>>>

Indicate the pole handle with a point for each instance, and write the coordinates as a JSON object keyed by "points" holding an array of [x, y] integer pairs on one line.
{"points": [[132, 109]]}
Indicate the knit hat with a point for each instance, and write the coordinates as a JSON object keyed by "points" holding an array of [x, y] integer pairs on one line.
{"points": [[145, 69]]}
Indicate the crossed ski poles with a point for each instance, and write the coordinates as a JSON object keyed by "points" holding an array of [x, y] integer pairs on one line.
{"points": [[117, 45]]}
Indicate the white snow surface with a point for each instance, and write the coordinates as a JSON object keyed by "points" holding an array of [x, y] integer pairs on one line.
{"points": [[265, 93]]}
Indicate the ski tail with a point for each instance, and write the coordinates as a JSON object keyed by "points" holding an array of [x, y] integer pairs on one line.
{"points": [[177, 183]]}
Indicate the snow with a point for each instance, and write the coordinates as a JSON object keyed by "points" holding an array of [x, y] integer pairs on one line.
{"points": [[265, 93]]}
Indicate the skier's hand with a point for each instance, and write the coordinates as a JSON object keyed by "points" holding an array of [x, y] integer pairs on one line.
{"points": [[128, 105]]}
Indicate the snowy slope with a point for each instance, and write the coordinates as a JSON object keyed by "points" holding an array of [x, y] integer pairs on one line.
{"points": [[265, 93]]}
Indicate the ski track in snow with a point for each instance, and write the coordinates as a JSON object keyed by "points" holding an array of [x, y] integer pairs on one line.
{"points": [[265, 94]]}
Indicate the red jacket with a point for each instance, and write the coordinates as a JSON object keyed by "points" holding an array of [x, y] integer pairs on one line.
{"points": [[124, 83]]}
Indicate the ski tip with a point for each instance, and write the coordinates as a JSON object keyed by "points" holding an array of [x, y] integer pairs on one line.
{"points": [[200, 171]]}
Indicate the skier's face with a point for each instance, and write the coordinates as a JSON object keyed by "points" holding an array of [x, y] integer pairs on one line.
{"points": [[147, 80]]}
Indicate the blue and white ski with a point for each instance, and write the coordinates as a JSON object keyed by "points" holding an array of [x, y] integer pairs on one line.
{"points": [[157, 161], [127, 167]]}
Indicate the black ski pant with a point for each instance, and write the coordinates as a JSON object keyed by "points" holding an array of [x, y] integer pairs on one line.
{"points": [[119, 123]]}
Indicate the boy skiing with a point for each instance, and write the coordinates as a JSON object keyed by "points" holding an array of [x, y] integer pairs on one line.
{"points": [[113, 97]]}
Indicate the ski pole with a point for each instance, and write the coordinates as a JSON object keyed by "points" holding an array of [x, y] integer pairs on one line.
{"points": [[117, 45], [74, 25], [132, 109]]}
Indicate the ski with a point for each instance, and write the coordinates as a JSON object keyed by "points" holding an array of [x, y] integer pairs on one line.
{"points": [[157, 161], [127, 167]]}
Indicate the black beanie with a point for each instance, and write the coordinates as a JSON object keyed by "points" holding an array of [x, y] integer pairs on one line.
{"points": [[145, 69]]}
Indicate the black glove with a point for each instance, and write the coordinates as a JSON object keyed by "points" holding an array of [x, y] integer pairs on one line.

<<<

Your task is to retype all the records above with nothing left out.

Indicate the pole handle with a point for each instance, and write the coordinates as a JSON object keyed by "points" holding an array of [x, y] integer pairs on one line.
{"points": [[132, 109]]}
Indicate the knit hat with a point for each instance, and write the coordinates as a JSON object keyed by "points" holding an array of [x, y] integer pairs on one line.
{"points": [[145, 69]]}
Indicate the crossed ski poles with a point for each instance, and write the coordinates as a JSON object keyed by "points" holding an array of [x, y] integer pairs on one line.
{"points": [[117, 45]]}
Indicate the white snow surface with a point for each instance, and write the coordinates as a JSON object keyed by "points" holding an array of [x, y] integer pairs on one line.
{"points": [[265, 93]]}
Indicate the ski tail with a point for each instance, and write the coordinates as a JSON object keyed by "points" holding an array of [x, y] integer pairs on one line.
{"points": [[177, 183]]}
Indicate the snow with a point for each instance, and write the coordinates as a JSON object keyed by "points" holding an array of [x, y] integer pairs on one line.
{"points": [[265, 93]]}
Indicate the skier's hand with a point for each instance, and write the coordinates as a JSON object keyed by "points" holding an array of [x, y] integer pairs on one line.
{"points": [[128, 105]]}
Indicate the snowy slope with a point for each instance, and write the coordinates as a JSON object keyed by "points" holding an array of [x, y] integer pairs on one line.
{"points": [[265, 93]]}
Indicate the ski track in snow with a point for each instance, and write the coordinates as a JSON object keyed by "points" holding an array of [x, y] integer pairs on one line.
{"points": [[265, 94]]}
Indicate the red jacket with a point for each instance, and write the coordinates as a JSON object keyed by "points" holding an array of [x, y] integer pairs on one line.
{"points": [[124, 83]]}
Indicate the ski tip with a point for each instance, and write the coordinates as a JSON object keyed by "points" holding an array of [x, y] integer pairs on one line.
{"points": [[200, 171]]}
Indicate the skier's face with a point for each instance, and write the coordinates as a JSON object keyed by "points" holding an array of [x, y] integer pairs on one line.
{"points": [[147, 80]]}
Indicate the blue and white ski with a point for each instance, and write the coordinates as a JSON object keyed by "points" holding an array of [x, y] integer pairs on one line.
{"points": [[157, 161], [127, 167]]}
Indicate the black ski pant with a point for each instance, and write the coordinates as a JSON object keyed by "points" holding an array of [x, y] integer pairs on one line.
{"points": [[119, 123]]}
Indicate the boy skiing with a point for each instance, and write the coordinates as a JSON object keyed by "points" holding an array of [x, y] integer pairs on one line.
{"points": [[113, 97]]}
Indicate the ski pole with a point for each instance, and write the coordinates as a JSON object keyed by "points" holding an array of [x, y] integer pairs on one line.
{"points": [[117, 45], [74, 25], [132, 109]]}
Indicate the ski with a point for each instance, and write the coordinates as a JSON object keyed by "points" holding an array of [x, y] integer pairs on one line.
{"points": [[157, 161], [127, 167]]}
Indicate the black beanie with a point for each instance, and write the coordinates as a JSON object keyed by "points" holding an array of [x, y] integer pairs on one line.
{"points": [[145, 69]]}
Indicate the black glove with a point for each instance, and write the coordinates as a JSON object keyed by "points" holding an array of [x, y] integer pairs on one line.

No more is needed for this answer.